WRITTEN REQUEST A:
Express the records as a two-column CSV with the columns instruction and response, covering everything from the start of the records down to the line containing "214 18 L 241", both ends included. Use one row per record, putting its text and its answer each in a single quoted field with line breaks turned into spaces.

Unlike many others, I guess – I can only speak for
myself - I don’t mind, nor do I feel guilty if and when I’m frittering a day
away. My pleasurable frittering is usually doing something I enjoy, no matter
how insignificant or how meaningful the thing I’m frittering on may be. To the cause and effect, it’s all relative. I reckon it’s my day to fritter however I
like.
It is no lie, big or little when I confess I spent a rainy Sunday a couple of weeks ago frittering the day away bingeing, streaming, watching the excellent series, “Big Little Lies”, which stars Nicole Kidman, Reece Witherspoon, Shailene Woodley, Laura Dern, plus others. All the rave reviews about the series proved to be correct...in my opinion. I thoroughly enjoyed the very classy series. The soundtrack to the series is also excellent.
Today I’m frittering away a few hours making Christmas
cakes
.
For some silly reason I always feel tinges of guilt because,
not like I once did, I now make the good old boiled fruit cakes.
Once upon a time I always made the rich fruit cake
around August, early September and kept topping it up with either brandy or rum
between the making of the cake and Christmas.
Because my days of catering for the hordes during
the Festive Season...Christmas parties, Christmas lunch, Boxing Day and all times
from go to whoa and in between have faded into the mists of years past, these days
I only cater for my two furry mates and me.
Remy and Shama aren’t fond of fruit cakes...boiled or
otherwise...which means I can splurge on the cake without guilt, or dirty looks
from them. They won’t miss out, though. I’ve special treats in store for my furry rascals.
Nowadays I opt to make boiled fruit cakes. This doesn’t mean my boiled fruit cakes aren’t
“rich”. They are loaded with dried mixed fruits, dates,
cherries, crystallised ginger, dried cranberries, red raisins, walnuts, treacle,
brown sugar, and a couple of other “secret” ingredients....all soaked generously
in dark rum over a 48 hour period.
The rum
is Bundaberg aka Bundy rum. I’m making four
times the quantity. As I do each year come
Christmas, I’ll be posting off a cake to my ex, Randall. He’d wonder what had gone
wrong if he didn’t receive a fruit cake for Christmas!

MATERIAL FOR THIS EXERCISE:

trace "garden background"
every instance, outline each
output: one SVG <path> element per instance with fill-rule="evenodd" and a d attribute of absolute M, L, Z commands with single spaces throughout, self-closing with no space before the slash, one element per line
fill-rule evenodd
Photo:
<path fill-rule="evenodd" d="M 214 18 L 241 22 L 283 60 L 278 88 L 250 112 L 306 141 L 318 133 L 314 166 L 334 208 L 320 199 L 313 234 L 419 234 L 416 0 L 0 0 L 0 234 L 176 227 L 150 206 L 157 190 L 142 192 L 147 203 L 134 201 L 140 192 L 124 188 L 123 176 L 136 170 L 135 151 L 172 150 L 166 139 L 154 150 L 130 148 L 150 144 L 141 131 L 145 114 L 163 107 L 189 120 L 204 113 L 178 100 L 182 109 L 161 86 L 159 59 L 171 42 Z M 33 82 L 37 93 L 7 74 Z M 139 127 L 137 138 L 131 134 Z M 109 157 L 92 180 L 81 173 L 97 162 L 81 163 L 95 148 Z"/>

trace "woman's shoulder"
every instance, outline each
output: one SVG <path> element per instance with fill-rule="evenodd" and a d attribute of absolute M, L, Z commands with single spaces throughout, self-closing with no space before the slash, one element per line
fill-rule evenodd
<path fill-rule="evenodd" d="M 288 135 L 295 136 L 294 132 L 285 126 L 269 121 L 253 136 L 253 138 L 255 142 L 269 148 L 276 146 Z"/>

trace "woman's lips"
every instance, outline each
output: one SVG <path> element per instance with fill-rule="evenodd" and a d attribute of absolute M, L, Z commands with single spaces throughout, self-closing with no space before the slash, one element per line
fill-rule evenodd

WRITTEN REQUEST B:
Continue the post about making Christmas fruit cakes from where it stops.

TASK RESULT A:
instruction,response
"trace ""garden background"" every instance, outline each output: one SVG <path> element per instance with fill-rule=""evenodd"" and a d attribute of absolute M, L, Z commands with single spaces throughout, self-closing with no space before the slash, one element per line fill-rule evenodd Photo:","<path fill-rule=""evenodd"" d=""M 214 18 L 241 22 L 283 60 L 278 88 L 250 112 L 306 141 L 318 133 L 314 166 L 334 208 L 320 199 L 313 234 L 419 234 L 416 0 L 0 0 L 0 234 L 176 227 L 150 206 L 157 190 L 142 192 L 147 203 L 134 201 L 140 192 L 124 188 L 123 176 L 136 170 L 135 151 L 172 150 L 166 139 L 154 150 L 130 148 L 150 144 L 141 131 L 145 114 L 163 107 L 189 120 L 204 113 L 178 100 L 182 109 L 161 86 L 159 59 L 171 42 Z M 33 82 L 37 93 L 7 74 Z M 139 127 L 137 138 L 131 134 Z M 109 157 L 92 180 L 81 173 L 97 162 L 81 163 L 95 148 Z""/>"

TASK RESULT B:
My main meal of the day - and it’s been this way for
a number of years - is lunch.
There’s always a method to my many forms of madness. With lunch
being the height of my daily fare, sated and satisfied, I can fritter away the afternoon
whichever way I choose.
A creature of some habits, I always do my grocery shopping
in the morning...as early as possible, to get it over and done with. There is no way I’d wait until the afternoon to
visit the supermarket. If I don’t go in the
mornings, it can wait until the next morning. My needs are never so desperately urgent I have to attack
the supermarket in the afternoons. I think my stocks here at home mimic any good supermarket!
Our local Supa IGA supermarket opens at 7 am...so any time from
then is when I scoot out the door...usually between 7 am and 8.00 am, if possible.
The only times I linger longer hopping into my car in order to hit the road is if
I have to visit the post office. It doesn’t
open until 9 am! How slack of them!!
While on the subject of frittering, I love
fritters. Yesterday I made salmon-vegetables
fritters for my lunch. They were delicious.
Corned beef fritters or corned beef hash were
regular left-over concoctions when I was a kid. A Sunday lunch of corned beef/brisket or
corned silverside invariably was followed by a Sunday or Monday night meal of
fritters. Monday breakfast of corned meat hash was often on the menu, too. I
enjoyed both.
When I was a kid there was little better than
frittering away Sunday nights, listening to the radio while munching on a plate
of corned beef fritters.
High on my list of things I hate...and I do mean
“hate” is littering and litterers...those who litter. There are no excuses for littering, none
whatsoever.
The Tamborine Mountain farmers’ and crafts’ market is held on the second Sunday of each month, across the way at the local showground. The next day, I noticed on the side of the road out from where my humble little abode is were two drink cans and a rather large, empty carton that once held popcorn. The unsightly objects certainly weren’t left there by me.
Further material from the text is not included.